▶ Work to complete:
- a) Say whether each statement below agrees with the CWC financial excerpt, answering yes or no and quoting the deciding words. (i) The subscription receipts offering issued common shares at $0.84 per share. (ii) Former Ironhand shareholders received common shares at a deemed price of $0.84 each. (iii) The new equity issued totaled $112.8 million.
- b) According to the CWC financial excerpt, on which exchange was the closing price that set the deemed price of the shares issued to former Ironhand shareholders?
- c) Resume the CWC financial excerpt, starting right after its final sentence.
** BEGIN Excerpt to read **
Total assets have increased significantly since December 31, 2013 largely as a result of the acquisition of Ironhand which had a fair value of net assets acquired of $128.7 million on May 15, 2014.

Shareholders' equity has increased significantly since December 31, 2013 due primarily to the issuance of $112.8 million in new equity. $28.8 million was raised through the subscription receipts offering resulting in the issuance of 34.3 million common shares at a price of $0.84 per common share. $84.0 million in common shares were issued as purchase consideration to former Ironhand shareholders with 80.8 million common shares issued at a deemed price of $1.04 per common share based on the closing price of CWC's common shares on the TSX Venture Exchange on May 15, 2014.
** END Excerpt to read **
** BEGIN Recorded information **
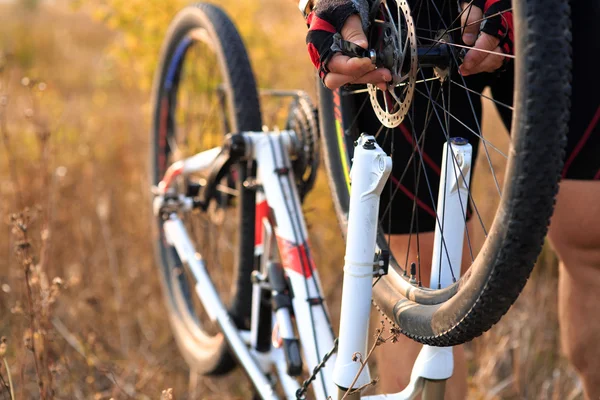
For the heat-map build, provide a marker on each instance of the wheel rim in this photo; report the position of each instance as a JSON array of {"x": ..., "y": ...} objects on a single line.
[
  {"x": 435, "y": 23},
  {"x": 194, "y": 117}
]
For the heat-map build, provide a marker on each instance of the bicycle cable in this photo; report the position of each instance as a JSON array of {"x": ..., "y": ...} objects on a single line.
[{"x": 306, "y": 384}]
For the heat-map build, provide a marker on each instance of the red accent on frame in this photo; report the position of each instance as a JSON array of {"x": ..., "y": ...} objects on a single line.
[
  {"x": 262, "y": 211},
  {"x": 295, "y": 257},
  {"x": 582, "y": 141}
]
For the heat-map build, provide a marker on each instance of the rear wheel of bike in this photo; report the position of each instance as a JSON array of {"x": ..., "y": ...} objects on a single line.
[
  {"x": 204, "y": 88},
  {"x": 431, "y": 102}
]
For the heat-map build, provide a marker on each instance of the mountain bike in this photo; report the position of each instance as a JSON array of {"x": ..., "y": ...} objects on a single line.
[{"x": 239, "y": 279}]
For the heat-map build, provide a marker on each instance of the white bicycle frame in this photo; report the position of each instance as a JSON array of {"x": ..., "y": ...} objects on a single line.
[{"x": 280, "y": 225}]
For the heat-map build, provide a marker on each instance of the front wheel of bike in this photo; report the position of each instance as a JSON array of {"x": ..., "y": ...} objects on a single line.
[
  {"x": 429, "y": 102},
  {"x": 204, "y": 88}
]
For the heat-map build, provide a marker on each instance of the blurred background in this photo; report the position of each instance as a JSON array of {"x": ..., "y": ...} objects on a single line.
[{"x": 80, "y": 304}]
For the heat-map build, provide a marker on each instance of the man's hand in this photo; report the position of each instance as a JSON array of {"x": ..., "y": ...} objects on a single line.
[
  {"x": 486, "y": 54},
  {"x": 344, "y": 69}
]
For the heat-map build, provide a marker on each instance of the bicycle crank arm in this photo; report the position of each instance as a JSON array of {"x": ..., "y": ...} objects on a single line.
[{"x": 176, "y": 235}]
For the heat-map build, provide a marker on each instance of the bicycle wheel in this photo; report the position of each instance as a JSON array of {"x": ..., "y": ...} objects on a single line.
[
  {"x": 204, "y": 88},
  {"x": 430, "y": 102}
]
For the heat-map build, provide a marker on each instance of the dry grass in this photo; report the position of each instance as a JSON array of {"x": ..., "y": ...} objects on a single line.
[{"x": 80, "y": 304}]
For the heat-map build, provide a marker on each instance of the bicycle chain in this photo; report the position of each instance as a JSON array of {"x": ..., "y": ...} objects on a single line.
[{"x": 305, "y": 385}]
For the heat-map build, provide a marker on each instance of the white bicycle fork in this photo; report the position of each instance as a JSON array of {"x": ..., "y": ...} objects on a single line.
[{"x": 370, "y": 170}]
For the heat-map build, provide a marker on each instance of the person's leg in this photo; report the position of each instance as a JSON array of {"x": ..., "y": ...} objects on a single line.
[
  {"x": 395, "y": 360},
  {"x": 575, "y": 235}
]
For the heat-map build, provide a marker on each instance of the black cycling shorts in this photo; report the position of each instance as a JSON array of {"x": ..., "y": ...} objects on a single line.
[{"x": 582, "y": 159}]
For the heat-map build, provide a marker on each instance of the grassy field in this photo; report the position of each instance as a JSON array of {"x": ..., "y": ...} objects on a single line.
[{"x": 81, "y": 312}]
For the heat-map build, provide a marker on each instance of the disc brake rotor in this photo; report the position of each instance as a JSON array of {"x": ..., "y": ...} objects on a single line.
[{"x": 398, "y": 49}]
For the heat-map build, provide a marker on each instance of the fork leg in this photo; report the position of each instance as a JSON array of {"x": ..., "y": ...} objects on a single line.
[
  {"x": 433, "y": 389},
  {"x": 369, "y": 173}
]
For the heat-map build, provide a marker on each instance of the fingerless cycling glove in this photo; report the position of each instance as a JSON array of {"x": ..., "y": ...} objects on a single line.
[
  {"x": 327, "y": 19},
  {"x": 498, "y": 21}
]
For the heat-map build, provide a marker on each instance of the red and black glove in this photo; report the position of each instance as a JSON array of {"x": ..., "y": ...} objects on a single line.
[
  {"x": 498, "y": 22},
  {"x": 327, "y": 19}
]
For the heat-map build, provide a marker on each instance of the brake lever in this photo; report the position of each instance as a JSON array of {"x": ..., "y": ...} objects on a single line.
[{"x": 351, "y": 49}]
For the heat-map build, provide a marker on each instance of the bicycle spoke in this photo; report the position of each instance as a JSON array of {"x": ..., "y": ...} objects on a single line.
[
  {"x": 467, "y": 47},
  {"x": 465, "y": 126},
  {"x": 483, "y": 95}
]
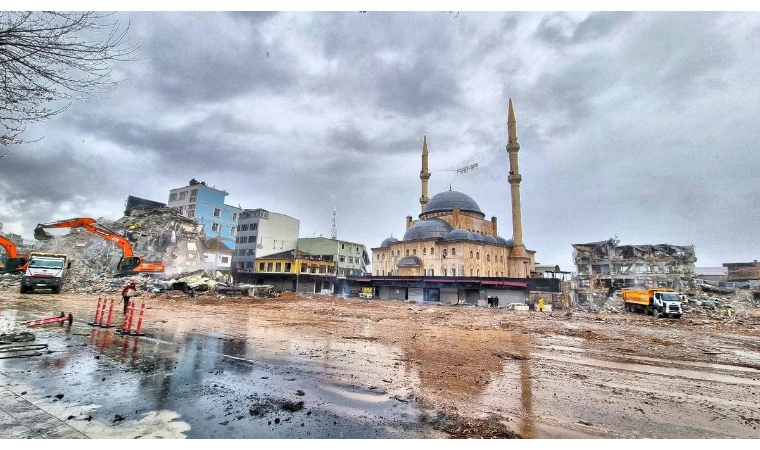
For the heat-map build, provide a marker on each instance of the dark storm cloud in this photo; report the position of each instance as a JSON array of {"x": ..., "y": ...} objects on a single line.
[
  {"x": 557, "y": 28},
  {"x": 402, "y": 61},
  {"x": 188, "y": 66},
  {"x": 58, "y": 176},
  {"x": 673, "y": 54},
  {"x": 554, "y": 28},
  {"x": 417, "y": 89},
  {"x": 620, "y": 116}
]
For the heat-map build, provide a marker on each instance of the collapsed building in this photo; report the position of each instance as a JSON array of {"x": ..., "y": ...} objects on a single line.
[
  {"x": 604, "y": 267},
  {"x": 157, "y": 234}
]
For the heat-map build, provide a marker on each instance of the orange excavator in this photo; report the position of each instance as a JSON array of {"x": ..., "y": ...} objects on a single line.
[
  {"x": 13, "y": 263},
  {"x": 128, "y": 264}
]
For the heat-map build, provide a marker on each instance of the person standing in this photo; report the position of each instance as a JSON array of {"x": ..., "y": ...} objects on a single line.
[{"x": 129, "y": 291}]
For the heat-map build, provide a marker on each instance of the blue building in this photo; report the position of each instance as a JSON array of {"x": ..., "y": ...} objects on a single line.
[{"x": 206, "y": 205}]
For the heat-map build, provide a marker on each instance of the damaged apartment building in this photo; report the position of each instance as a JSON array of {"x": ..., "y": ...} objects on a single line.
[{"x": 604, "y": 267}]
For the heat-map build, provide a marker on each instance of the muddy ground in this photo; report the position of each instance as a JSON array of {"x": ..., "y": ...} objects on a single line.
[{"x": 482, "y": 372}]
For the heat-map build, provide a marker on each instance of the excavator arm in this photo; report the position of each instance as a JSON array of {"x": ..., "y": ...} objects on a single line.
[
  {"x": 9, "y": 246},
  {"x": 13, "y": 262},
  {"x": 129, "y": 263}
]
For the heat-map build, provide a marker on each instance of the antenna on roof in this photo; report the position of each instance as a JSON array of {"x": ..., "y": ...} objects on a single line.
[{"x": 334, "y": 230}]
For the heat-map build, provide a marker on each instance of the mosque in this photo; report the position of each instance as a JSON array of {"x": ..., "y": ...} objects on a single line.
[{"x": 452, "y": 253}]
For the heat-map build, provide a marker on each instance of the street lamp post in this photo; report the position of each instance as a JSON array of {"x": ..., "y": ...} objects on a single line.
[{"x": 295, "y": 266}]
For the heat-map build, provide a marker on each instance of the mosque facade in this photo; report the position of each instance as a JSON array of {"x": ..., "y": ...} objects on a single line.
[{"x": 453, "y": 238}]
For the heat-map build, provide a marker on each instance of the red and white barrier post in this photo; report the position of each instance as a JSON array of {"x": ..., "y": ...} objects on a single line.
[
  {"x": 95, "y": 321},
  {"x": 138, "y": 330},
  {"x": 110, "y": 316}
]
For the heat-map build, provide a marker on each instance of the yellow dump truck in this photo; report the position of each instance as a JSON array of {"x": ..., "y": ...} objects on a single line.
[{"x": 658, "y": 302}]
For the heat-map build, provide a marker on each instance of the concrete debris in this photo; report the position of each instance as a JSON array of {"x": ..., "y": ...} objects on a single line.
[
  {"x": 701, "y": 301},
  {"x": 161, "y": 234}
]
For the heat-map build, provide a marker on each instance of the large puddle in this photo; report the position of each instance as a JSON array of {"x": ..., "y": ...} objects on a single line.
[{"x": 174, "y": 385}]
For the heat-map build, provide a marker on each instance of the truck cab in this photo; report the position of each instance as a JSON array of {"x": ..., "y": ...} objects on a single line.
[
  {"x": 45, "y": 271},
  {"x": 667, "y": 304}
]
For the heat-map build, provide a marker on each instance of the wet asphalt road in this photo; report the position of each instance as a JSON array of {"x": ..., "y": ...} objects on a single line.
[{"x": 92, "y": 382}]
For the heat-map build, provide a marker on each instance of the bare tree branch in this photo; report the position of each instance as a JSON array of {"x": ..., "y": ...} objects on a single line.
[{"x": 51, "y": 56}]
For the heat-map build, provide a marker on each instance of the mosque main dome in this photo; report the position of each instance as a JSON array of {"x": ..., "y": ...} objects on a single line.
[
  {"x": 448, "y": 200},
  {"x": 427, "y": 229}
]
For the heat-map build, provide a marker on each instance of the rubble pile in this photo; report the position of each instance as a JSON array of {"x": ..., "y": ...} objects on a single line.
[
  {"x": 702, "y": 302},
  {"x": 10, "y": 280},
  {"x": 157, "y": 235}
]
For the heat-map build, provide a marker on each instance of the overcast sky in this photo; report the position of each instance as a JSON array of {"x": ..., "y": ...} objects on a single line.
** END Recorded information **
** BEGIN Recorded information **
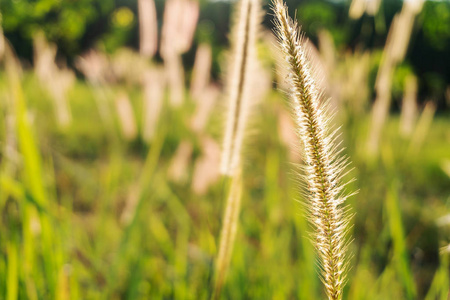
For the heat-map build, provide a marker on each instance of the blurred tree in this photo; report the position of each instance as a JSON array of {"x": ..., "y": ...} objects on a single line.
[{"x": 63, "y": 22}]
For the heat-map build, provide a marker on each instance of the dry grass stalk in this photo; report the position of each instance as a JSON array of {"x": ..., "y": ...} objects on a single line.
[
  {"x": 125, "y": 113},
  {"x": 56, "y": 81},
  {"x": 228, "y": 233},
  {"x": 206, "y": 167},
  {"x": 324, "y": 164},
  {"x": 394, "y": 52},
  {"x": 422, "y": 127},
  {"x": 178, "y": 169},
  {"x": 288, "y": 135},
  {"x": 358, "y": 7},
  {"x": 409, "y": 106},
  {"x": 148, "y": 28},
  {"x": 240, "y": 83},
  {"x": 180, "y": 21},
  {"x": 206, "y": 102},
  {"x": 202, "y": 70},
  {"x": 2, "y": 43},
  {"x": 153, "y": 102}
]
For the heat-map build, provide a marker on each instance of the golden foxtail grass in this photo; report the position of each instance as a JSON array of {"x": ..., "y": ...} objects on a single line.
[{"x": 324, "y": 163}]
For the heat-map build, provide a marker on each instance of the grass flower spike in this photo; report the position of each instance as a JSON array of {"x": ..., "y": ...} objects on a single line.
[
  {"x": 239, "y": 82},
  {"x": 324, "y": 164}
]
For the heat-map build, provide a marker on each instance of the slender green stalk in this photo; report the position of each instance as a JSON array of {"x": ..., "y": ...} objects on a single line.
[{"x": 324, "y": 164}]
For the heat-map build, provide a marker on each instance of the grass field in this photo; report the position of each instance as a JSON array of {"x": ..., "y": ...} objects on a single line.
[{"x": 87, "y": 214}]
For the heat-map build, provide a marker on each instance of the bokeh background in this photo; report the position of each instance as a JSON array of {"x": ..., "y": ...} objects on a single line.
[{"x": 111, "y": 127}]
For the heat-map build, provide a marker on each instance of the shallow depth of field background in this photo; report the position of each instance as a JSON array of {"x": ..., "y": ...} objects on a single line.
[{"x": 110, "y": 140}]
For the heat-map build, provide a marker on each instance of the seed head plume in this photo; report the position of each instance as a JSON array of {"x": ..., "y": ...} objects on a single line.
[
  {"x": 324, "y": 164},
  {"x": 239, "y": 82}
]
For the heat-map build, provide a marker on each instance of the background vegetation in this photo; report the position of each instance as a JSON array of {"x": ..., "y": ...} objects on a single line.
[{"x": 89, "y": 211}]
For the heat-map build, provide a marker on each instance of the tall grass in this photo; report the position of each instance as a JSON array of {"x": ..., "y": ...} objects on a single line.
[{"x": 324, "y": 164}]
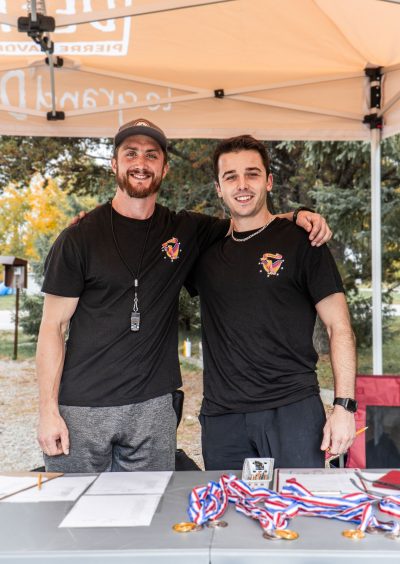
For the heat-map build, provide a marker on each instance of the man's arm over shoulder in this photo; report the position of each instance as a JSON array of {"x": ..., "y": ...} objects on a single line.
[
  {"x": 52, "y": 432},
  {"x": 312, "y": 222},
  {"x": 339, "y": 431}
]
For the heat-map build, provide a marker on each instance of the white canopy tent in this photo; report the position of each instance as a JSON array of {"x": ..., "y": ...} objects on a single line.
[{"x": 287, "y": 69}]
** END Recorded information **
** BEGIN Recorded information **
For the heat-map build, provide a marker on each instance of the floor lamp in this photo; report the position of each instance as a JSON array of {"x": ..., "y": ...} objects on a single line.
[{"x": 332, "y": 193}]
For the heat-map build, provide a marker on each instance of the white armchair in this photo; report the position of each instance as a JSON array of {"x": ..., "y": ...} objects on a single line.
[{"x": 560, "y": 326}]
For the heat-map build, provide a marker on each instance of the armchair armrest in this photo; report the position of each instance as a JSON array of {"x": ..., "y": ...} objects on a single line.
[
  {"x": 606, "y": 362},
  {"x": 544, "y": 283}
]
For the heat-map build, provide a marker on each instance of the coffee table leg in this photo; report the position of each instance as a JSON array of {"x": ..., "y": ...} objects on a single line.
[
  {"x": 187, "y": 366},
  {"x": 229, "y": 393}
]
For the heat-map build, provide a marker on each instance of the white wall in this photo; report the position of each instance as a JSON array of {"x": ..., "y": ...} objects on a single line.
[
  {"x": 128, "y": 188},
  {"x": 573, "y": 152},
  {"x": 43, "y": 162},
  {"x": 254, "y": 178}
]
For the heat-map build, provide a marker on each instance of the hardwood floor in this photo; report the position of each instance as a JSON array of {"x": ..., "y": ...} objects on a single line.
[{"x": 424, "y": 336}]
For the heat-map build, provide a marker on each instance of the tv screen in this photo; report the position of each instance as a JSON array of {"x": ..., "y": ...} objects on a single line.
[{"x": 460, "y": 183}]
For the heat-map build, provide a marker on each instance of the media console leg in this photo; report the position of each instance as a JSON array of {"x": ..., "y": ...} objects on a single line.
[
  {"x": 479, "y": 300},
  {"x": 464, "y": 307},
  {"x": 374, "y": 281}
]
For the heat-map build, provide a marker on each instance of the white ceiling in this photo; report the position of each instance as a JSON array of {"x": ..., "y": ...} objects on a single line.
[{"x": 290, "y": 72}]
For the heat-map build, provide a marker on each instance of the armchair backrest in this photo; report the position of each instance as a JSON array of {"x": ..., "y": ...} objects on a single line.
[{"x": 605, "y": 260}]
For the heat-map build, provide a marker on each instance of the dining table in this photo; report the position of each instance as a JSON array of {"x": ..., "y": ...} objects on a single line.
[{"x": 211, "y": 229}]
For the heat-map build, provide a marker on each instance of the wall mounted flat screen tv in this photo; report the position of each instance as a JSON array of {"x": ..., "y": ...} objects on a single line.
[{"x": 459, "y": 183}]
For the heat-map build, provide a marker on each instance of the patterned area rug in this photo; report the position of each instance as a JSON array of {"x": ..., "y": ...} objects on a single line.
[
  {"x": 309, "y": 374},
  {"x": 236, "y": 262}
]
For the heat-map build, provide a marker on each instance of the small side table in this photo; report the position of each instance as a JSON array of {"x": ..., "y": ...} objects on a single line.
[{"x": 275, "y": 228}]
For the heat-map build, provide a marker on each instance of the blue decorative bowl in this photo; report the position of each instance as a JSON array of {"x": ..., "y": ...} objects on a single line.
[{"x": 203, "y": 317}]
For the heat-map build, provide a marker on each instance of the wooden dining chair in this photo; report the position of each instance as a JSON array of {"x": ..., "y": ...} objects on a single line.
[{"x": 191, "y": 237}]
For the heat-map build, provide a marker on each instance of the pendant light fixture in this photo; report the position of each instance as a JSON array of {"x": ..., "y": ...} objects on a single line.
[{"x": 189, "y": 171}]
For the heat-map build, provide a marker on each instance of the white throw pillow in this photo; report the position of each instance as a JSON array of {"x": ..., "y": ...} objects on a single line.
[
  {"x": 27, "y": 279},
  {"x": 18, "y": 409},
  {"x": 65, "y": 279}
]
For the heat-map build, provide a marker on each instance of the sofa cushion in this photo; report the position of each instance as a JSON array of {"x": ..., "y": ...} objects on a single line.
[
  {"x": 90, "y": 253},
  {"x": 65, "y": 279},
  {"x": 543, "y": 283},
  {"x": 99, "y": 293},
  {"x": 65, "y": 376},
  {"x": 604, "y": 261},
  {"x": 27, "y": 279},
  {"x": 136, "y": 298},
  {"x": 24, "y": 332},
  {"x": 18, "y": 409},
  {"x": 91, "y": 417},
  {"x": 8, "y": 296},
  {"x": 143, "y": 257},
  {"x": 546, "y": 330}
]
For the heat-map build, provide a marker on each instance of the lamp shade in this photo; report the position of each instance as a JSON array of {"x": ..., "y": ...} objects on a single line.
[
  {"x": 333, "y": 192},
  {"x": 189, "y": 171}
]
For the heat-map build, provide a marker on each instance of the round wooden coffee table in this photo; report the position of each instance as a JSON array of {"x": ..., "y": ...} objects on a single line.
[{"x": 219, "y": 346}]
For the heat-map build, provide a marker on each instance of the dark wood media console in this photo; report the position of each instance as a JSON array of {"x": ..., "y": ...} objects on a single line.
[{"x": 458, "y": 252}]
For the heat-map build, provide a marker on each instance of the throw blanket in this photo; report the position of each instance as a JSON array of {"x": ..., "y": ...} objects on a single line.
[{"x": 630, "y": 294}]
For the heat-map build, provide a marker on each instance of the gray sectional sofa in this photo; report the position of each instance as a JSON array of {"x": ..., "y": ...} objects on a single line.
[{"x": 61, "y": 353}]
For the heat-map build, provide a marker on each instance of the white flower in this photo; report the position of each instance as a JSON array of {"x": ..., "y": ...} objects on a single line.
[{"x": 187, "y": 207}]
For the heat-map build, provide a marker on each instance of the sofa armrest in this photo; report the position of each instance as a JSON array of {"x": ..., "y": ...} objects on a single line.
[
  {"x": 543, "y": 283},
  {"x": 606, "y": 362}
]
** END Recorded information **
▶ Results by task:
- a)
(i) Yes: "resulting in the issuance of 34.3 million common shares at a price of $0.84 per common share"
(ii) No: "80.8 million common shares issued at a deemed price of $1.04 per common share"
(iii) Yes: "due primarily to the issuance of $112.8 million in new equity"

- b) The TSX Venture Exchange.

- c)
Operational Overview

Contract Drilling

On May 15, 2014, CWC entered the contract drilling business through the acquisition of Ironhand Drilling Inc. CWC's drilling fleet is operated under the CWC Ironhand Drilling trade name, and is included in our results for only the 46 day period since the acquisition. CWC Ironhand Drilling currently has a fleet of eight telescopic double drilling rigs with depth ratings from 3,200 to 4,500 metres having an average age of five years. Seven of these eight rigs have top drives. All of the drilling rigs are well suited for the most active depths for horizontal drilling in the WCSB, including the Montney, Duvernay, Cardium and other deep basin horizons.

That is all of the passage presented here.